EXTRACTED TEXT
┄┄┄┄┄┄┄┄┄┄┄┄┄┄┄┄┄┄┄┄

Monica Piloni: Allegories of Triversity

Monica Piloni
Allegories of Triversity

Opening: November 15, 2024, 18:00 – 21:00
Exhibition: November 16 – November 30, 2024
Curators: Kika Nicolela, Ruizhe Liang
Collaborator: objktcom
Mariannenstrasse 33, 10999 Berlin

 

Allegories of Triversity marks Monica Piloni’s inaugural exhibition in Berlin. The Brazilian artist, based in Brussels since 2020, presents a diverse series of works spanning various media, with a primary focus on sculpture in physical, virtual, and photographic forms. Through these works—mounted on pedestals or integrated into installations—Piloni explores the coexistence of simultaneous and multiple narratives. Her sustained engagement with reconstructing the human body, particularly through the fragmentation and reassembly of female forms, reimagines figures of monstrosity. Traditionally subjects of mythic fear, these figures are reclaimed and transformed into symbols of counter-mythology.

The exhibition is structured into four acts—Flesh, Floating, Golden, and Standing—each occupying a distinct section of the gallery and drawing on the gestures and materiality of Piloni’s sculptures. The interplay between form and narrative is central to each act.

┄┄┄┄┄┄┄┄┄┄┄┄┄┄┄┄┄┄┄┄

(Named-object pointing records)
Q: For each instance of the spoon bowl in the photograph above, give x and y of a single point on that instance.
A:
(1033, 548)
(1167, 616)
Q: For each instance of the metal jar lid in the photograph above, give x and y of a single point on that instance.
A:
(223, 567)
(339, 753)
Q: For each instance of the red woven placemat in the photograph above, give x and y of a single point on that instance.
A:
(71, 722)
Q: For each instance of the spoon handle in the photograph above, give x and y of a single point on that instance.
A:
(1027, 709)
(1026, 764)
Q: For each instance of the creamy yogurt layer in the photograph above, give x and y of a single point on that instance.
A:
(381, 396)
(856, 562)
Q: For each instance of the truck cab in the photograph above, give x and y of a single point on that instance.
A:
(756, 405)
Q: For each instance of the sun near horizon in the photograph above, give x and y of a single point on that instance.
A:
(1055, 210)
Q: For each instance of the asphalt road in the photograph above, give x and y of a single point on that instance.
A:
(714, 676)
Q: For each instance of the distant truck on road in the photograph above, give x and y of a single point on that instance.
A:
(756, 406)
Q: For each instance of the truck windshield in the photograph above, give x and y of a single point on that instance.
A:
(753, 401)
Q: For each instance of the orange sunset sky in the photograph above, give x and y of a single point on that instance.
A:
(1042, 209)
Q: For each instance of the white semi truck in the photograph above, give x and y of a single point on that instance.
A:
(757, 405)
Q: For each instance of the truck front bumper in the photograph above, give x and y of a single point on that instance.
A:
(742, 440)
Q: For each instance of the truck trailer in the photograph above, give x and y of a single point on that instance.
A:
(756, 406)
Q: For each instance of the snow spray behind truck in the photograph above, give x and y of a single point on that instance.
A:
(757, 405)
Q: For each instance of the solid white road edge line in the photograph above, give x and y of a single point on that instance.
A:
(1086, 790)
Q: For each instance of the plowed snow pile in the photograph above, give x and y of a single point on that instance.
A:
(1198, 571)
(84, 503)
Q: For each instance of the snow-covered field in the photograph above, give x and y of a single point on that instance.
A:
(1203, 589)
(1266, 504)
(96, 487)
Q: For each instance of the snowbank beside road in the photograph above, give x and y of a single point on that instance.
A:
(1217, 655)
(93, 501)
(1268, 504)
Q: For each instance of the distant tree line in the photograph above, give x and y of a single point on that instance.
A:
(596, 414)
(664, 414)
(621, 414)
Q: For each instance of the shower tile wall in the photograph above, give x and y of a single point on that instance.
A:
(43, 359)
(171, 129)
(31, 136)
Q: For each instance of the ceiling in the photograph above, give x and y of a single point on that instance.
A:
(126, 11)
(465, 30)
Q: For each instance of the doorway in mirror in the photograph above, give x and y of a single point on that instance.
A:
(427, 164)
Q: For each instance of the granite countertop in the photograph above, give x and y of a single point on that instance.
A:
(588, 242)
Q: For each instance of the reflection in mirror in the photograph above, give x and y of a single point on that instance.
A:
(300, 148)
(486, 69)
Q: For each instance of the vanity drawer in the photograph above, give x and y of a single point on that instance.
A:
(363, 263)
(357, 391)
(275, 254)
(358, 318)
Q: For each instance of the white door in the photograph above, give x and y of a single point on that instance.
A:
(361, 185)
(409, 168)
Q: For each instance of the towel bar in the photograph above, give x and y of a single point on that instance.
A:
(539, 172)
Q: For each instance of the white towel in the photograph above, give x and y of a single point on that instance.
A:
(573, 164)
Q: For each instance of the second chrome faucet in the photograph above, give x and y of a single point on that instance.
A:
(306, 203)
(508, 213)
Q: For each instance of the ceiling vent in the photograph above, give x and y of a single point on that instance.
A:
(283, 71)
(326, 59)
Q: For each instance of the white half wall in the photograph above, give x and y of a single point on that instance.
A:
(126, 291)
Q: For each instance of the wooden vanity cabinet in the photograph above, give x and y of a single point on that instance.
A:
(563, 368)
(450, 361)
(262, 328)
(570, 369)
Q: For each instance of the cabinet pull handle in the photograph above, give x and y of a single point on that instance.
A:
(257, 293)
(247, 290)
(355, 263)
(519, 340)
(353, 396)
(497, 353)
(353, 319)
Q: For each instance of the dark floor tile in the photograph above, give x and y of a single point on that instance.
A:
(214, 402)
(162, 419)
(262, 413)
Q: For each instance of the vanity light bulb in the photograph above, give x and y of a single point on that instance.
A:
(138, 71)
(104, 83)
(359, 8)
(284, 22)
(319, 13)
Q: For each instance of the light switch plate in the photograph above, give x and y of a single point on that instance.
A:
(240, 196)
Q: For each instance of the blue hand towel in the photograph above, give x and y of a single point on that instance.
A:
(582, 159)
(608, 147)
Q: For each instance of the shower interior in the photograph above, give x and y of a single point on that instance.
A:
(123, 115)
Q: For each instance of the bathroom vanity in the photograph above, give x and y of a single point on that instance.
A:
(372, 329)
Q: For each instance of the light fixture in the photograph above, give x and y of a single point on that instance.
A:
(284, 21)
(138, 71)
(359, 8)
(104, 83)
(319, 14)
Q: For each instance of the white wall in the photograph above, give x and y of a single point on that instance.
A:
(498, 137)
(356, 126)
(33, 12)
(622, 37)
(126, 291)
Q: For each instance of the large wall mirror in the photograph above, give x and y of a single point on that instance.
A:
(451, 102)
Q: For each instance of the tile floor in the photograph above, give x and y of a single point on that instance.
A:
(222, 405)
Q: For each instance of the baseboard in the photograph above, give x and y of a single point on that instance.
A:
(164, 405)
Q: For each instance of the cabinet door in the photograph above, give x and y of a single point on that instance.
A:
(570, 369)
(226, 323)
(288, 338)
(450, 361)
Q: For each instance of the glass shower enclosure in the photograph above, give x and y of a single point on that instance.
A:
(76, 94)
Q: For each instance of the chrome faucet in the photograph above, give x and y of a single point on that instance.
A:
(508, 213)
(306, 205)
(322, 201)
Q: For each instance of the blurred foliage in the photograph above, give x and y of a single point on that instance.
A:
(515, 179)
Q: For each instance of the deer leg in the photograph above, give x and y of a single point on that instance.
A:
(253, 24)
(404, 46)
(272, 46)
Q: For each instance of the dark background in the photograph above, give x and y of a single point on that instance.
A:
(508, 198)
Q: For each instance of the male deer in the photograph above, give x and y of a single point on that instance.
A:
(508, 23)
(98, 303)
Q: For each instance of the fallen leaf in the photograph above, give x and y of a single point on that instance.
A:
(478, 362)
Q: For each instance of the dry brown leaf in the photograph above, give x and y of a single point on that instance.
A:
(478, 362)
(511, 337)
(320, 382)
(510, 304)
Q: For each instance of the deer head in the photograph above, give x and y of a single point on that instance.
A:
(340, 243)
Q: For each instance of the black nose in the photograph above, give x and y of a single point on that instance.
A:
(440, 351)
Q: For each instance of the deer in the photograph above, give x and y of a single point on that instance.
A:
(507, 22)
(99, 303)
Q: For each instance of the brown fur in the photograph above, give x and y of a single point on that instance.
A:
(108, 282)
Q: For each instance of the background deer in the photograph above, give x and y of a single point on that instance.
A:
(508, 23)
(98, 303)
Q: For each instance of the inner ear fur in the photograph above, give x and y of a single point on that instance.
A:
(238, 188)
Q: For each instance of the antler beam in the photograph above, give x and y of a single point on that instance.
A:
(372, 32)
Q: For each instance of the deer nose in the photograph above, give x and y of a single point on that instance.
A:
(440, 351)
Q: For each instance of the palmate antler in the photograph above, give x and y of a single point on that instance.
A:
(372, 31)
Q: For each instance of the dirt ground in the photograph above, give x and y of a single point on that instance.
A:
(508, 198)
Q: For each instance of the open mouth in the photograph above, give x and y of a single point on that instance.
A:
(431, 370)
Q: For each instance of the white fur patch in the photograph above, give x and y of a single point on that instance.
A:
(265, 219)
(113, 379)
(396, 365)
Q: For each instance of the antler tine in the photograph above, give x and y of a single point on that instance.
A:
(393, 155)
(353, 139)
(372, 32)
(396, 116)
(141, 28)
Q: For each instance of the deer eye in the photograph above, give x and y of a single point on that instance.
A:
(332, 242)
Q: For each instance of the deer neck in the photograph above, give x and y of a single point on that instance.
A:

┄┄┄┄┄┄┄┄┄┄┄┄┄┄┄┄┄┄┄┄

TASK INSTRUCTIONS
1. Decide whether each statement agrees with the Monica Piloni exhibition text: (a) Piloni has been based in Berlin since 2020; (b) the exhibition is divided into four acts; (c) Ruizhe Liang is one of the curators. Answer yes or no for each, quoting the deciding words.
2. Please extract everything in the Monica Piloni exhibition text from "The exhibition is" down to "to each act.".

SOLUTIONS FOR EACH TASK
1.
(a) No: "The Brazilian artist, based in Brussels since 2020"
(b) Yes: "The exhibition is structured into four acts—Flesh, Floating, Golden, and Standing"
(c) Yes: "Curators: Kika Nicolela, Ruizhe Liang"

2.
The exhibition is structured into four acts—Flesh, Floating, Golden, and Standing—each occupying a distinct section of the gallery and drawing on the gestures and materiality of Piloni’s sculptures. The interplay between form and narrative is central to each act.